### TASK BRIEF
Copy out every one of the entries below, swapping each occurrence of "integer pixel values" for "whole-number pixel coordinates" and leaving everything else unchanged.

### ENTRIES SUPPLIED
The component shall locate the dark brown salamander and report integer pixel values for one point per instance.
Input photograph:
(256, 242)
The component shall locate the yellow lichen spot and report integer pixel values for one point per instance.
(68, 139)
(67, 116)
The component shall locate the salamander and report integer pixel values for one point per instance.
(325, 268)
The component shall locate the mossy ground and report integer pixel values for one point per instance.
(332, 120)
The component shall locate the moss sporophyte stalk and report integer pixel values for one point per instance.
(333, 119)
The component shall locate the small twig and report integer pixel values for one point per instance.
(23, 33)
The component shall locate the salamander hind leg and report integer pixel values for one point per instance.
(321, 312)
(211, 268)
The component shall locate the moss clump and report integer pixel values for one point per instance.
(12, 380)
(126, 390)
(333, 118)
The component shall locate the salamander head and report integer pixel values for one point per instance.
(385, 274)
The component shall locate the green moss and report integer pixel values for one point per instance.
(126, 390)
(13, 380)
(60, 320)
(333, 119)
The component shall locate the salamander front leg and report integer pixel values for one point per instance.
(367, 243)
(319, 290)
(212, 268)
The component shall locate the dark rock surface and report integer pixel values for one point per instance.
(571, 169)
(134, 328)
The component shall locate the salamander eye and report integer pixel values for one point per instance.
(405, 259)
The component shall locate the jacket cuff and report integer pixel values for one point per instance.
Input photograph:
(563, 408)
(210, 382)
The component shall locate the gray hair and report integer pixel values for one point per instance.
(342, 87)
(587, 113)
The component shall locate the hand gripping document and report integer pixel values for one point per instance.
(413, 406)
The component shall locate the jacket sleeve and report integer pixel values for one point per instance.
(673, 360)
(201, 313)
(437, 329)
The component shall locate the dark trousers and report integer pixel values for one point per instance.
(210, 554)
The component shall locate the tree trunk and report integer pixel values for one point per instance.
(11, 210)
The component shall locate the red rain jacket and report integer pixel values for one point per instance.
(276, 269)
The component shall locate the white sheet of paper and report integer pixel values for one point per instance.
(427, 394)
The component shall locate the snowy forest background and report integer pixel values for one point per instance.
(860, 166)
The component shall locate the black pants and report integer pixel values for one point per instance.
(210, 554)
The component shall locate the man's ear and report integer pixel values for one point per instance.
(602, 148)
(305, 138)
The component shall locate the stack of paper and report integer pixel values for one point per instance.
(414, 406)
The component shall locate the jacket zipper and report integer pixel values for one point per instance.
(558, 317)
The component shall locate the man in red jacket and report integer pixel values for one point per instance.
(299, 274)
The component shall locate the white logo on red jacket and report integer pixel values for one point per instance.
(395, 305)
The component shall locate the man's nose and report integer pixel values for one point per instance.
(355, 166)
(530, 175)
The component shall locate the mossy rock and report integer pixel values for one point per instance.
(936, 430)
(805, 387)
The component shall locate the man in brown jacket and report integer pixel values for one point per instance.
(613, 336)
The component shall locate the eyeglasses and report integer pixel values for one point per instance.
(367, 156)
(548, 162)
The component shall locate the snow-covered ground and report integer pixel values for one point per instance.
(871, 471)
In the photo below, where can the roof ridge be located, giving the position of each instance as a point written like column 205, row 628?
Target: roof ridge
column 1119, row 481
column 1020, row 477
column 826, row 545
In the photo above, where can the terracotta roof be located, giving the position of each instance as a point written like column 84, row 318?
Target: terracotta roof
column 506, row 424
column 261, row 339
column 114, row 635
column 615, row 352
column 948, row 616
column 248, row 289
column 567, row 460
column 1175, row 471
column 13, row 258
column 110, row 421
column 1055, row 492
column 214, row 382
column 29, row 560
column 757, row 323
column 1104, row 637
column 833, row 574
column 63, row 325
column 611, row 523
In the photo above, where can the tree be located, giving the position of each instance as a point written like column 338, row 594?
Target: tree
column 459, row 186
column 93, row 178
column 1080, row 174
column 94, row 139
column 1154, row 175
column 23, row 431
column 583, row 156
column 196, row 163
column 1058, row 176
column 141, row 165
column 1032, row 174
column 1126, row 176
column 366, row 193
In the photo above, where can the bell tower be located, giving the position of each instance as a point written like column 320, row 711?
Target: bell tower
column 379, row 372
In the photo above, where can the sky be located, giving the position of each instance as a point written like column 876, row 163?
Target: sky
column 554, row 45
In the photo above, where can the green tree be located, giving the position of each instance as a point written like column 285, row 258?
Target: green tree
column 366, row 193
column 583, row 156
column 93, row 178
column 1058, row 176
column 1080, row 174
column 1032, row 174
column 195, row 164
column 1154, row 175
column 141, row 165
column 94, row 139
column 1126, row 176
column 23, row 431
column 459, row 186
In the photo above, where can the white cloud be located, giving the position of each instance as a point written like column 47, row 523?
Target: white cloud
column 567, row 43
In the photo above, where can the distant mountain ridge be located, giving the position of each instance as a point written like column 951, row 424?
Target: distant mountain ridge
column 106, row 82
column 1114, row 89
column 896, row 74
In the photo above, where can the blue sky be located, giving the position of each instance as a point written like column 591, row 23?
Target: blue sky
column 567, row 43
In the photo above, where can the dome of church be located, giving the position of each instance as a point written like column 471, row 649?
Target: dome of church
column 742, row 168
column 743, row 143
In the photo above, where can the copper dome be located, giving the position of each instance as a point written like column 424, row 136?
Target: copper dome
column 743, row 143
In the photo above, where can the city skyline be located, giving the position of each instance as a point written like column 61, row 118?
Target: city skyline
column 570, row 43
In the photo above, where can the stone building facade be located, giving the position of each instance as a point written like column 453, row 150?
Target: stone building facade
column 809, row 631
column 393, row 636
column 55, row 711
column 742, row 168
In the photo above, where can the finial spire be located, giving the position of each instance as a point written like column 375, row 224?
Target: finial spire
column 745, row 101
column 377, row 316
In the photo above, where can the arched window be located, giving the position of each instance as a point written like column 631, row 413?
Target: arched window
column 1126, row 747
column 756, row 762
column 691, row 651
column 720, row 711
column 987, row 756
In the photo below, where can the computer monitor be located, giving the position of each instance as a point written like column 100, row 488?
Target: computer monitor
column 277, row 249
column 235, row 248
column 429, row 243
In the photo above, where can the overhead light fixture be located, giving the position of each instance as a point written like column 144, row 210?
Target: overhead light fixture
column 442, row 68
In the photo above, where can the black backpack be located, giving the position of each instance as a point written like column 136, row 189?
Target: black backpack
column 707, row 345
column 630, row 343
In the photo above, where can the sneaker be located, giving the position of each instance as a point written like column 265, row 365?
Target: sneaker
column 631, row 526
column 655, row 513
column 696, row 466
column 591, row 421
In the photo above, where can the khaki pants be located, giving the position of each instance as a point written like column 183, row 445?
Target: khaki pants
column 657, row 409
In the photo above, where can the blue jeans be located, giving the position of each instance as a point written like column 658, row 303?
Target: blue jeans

### TASK SOLUTION
The component shall locate the dark brown salamander and report whole-number pixel coordinates for one point per instance.
Input photograph:
(256, 242)
The component shall locate the yellow lichen spot and report whole-number pixel coordinates for one point per instance.
(68, 139)
(67, 116)
The component shall locate the salamander and report whole-number pixel coordinates for one point per instance.
(325, 268)
The component shall locate the mossy ground and report whole-number pixel coordinates for one point per instance.
(332, 120)
The component shall locate the moss sporophyte stalk and report whole-number pixel coordinates for one point per instance.
(333, 119)
The component shall locate the small twig and report whole-number pixel coordinates for one point per instance.
(23, 33)
The component shall locate the salamander hind leg and report whole-number pixel coordinates for one point per instance.
(321, 312)
(211, 268)
The component shall locate the moss clump and report whole-number pixel coordinates for one point per instance.
(12, 380)
(126, 390)
(333, 118)
The component shall locate the salamander head and report whole-number pixel coordinates for one point per instance.
(385, 274)
The component shall locate the green moss and report whole-number pixel coordinates for one point per instance.
(126, 390)
(13, 380)
(60, 320)
(333, 119)
The component shall locate the salamander front leg and report whole-number pixel coordinates for one point per instance.
(367, 243)
(319, 290)
(212, 268)
The component shall locate the dark rock surface and report whole-number pixel coordinates for one point per instance.
(571, 169)
(134, 328)
The component shall locate the salamander eye and report whole-number pixel coordinates for one point per instance.
(405, 259)
The component shall locate the jacket cuff and report whole-number pixel coordinates for one point per instance.
Input photograph:
(563, 408)
(210, 382)
The component shall locate the gray hair and report whole-number pixel coordinates for one point per instance.
(342, 87)
(587, 113)
The component shall locate the hand gripping document and report whole-number pixel coordinates for one point per instance.
(413, 406)
The component shall locate the jacket sleeve and report whole-number pixel coordinates for one point per instance.
(673, 360)
(201, 313)
(437, 329)
The component shall locate the dark trousers and report whole-number pixel coordinates for one point per instance.
(210, 554)
The component shall locate the tree trunk and report whole-number pixel coordinates for one point per instance.
(11, 210)
The component shall locate the red rain jacket and report whole-number pixel coordinates for one point per instance.
(276, 269)
The component shall locate the white sheet of paper and report whole-number pixel coordinates for one point per instance.
(427, 394)
The component shall locate the snowy forest background and report whole-number pixel coordinates for one point per instance.
(860, 166)
The component shall locate the black pants and report whole-number pixel coordinates for one point per instance.
(210, 554)
The component shall locate the man's ear and report whole-number pixel coordinates for one point per instance.
(602, 148)
(305, 138)
The component shall locate the stack of paper and report whole-number pixel coordinates for one point per instance.
(414, 406)
The component shall locate the jacket zipper and report whole-number pixel coordinates for one point per instance.
(558, 317)
The component shall locate the man in red jacket and report whole-number pixel coordinates for one point per instance.
(299, 274)
The component shall locate the white logo on red jacket and report whole-number pixel coordinates for one point per instance.
(395, 305)
The component shall locate the man's nose and report whole-number pixel coordinates for one point per instance.
(355, 166)
(530, 175)
The component shall locate the mossy rock and report whole-number pixel coordinates for one point per instance.
(936, 430)
(805, 387)
The component shall locate the man in brown jacket and report whole-number pixel coordinates for one point per instance.
(613, 336)
The component shall locate the eyeglasses and report whole-number pixel coordinates for one point per instance.
(367, 156)
(548, 162)
The component shall locate the snow-covered ground and report whole-number pixel coordinates for one point per instance.
(871, 471)
In the photo below, where can the roof ridge be located, giving the position of each instance as a point written like column 205, row 628?
Target: roof ridge
column 1119, row 481
column 1020, row 477
column 826, row 545
In the photo above, where can the terracotta roof be located, giving the position of each instance as a point written like column 84, row 318?
Target: terracotta roof
column 506, row 424
column 261, row 339
column 114, row 635
column 615, row 352
column 948, row 616
column 248, row 289
column 567, row 460
column 1175, row 471
column 13, row 258
column 110, row 421
column 1055, row 492
column 214, row 382
column 29, row 560
column 757, row 323
column 1104, row 637
column 833, row 574
column 63, row 325
column 611, row 523
In the photo above, where can the tree be located, giving the position of each instance as a point written like column 338, row 594?
Target: tree
column 459, row 186
column 93, row 178
column 1080, row 174
column 94, row 139
column 1154, row 175
column 23, row 431
column 583, row 156
column 196, row 163
column 1058, row 176
column 141, row 165
column 1032, row 174
column 1126, row 176
column 366, row 193
In the photo above, where can the bell tower be located, giving the position of each instance as a point written like column 320, row 711?
Target: bell tower
column 379, row 372
In the photo above, where can the sky be located, giving the position of each instance as a point written like column 876, row 163?
Target: sky
column 554, row 45
In the photo above, where can the green tree be located, giving the position of each instance as a point written like column 285, row 258?
Target: green tree
column 366, row 193
column 583, row 156
column 93, row 178
column 1058, row 176
column 1080, row 174
column 1032, row 174
column 195, row 164
column 1154, row 175
column 141, row 165
column 94, row 139
column 1126, row 176
column 23, row 431
column 459, row 186
In the photo above, where can the white cloud be located, giving the position of each instance as a point written like column 47, row 523?
Target: white cloud
column 567, row 43
In the photo above, where can the distant mountain ridge be located, giving the position of each instance as a point written like column 951, row 424?
Target: distant mountain ridge
column 106, row 82
column 1114, row 89
column 896, row 74
In the photo above, where can the blue sky be located, giving the position of each instance as a point written like column 591, row 23?
Target: blue sky
column 567, row 43
In the photo above, where can the dome of church be located, giving the position of each instance as a point written like column 471, row 649?
Target: dome of church
column 742, row 168
column 743, row 143
In the photo above, where can the copper dome be located, giving the position of each instance as a point written like column 424, row 136?
Target: copper dome
column 743, row 143
In the photo above, where can the city skyline be located, giving the position of each instance as a point written like column 61, row 118?
Target: city skyline
column 570, row 43
In the photo above, where can the stone building facade be located, giving the position of each instance as a point written like column 453, row 150?
Target: stone building facade
column 809, row 631
column 393, row 636
column 55, row 711
column 742, row 168
In the photo above, where can the finial spire be located, giving the position of each instance as a point written like column 375, row 224?
Target: finial spire
column 745, row 101
column 377, row 316
In the photo above, where can the arched window be located, giving the position of each instance as a point written like column 631, row 413?
Target: arched window
column 1126, row 747
column 756, row 762
column 691, row 651
column 720, row 711
column 987, row 756
In the photo below, where can the computer monitor be located, giving the position of each instance as a point written like column 100, row 488?
Target: computer monitor
column 277, row 249
column 235, row 248
column 429, row 243
In the photo above, where can the overhead light fixture be located, giving the position of each instance as a point written like column 144, row 210?
Target: overhead light fixture
column 442, row 68
In the photo above, where can the black backpack be located, giving the position of each instance as a point written like column 136, row 189?
Target: black backpack
column 707, row 345
column 630, row 343
In the photo above, where can the sneaker be located, giving the position of each instance as a point written like column 265, row 365?
Target: sneaker
column 631, row 526
column 655, row 513
column 696, row 466
column 591, row 421
In the photo above, where can the khaki pants be located, giving the position of each instance as a point written like column 183, row 445?
Target: khaki pants
column 657, row 409
In the photo above, where can the blue jeans be located, giving the position of each instance as a point written like column 658, row 303?
Target: blue jeans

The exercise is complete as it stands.